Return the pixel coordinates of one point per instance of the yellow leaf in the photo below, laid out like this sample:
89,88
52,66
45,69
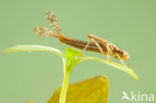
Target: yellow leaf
93,90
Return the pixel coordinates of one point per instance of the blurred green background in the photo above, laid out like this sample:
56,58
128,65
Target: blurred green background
130,24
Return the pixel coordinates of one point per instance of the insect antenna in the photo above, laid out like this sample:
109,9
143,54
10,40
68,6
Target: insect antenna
53,21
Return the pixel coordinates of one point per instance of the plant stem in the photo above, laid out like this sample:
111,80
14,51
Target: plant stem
64,86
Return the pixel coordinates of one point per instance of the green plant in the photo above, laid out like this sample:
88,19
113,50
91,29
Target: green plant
70,60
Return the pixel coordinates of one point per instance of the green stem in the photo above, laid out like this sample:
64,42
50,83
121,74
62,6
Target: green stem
65,85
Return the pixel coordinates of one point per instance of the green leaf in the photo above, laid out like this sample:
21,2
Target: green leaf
113,64
93,90
30,48
73,58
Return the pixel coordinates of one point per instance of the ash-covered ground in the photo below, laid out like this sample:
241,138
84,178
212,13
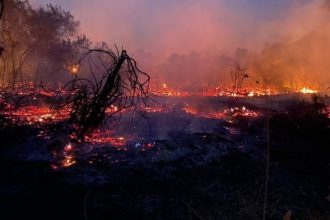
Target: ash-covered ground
187,158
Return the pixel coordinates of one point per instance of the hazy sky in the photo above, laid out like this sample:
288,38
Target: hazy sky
163,27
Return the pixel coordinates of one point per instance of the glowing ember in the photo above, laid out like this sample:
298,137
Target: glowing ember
307,91
74,69
64,158
234,112
106,137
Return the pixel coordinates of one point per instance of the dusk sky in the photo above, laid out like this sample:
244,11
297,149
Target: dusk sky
170,26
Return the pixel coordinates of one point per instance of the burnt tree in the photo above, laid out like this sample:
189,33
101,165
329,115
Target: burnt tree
121,84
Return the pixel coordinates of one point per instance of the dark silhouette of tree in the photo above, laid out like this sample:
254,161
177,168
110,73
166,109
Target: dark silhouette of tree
120,83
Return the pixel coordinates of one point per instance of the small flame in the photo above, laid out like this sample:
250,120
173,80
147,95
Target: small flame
307,91
74,69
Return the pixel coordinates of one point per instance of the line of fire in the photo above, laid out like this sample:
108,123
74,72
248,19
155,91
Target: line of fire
92,131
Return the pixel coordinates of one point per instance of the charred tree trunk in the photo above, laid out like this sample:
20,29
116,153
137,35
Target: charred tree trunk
122,87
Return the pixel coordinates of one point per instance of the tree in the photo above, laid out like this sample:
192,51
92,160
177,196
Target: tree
121,85
41,39
239,70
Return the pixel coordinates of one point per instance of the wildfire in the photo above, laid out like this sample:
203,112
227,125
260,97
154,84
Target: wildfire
234,112
106,137
65,158
74,69
308,91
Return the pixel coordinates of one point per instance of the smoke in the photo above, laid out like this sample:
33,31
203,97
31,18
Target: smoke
190,40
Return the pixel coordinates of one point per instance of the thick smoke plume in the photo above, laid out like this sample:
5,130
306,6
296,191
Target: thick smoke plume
194,42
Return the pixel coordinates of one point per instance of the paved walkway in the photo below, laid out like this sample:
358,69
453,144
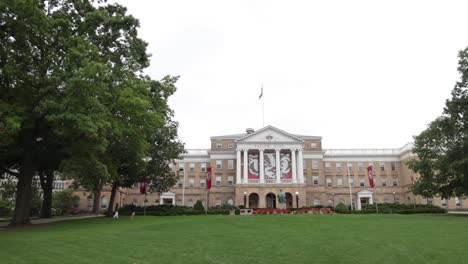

Exercise prompt
Could you work out how many lines in the material contain the word "below"? Reply with the number only.

Answer space
3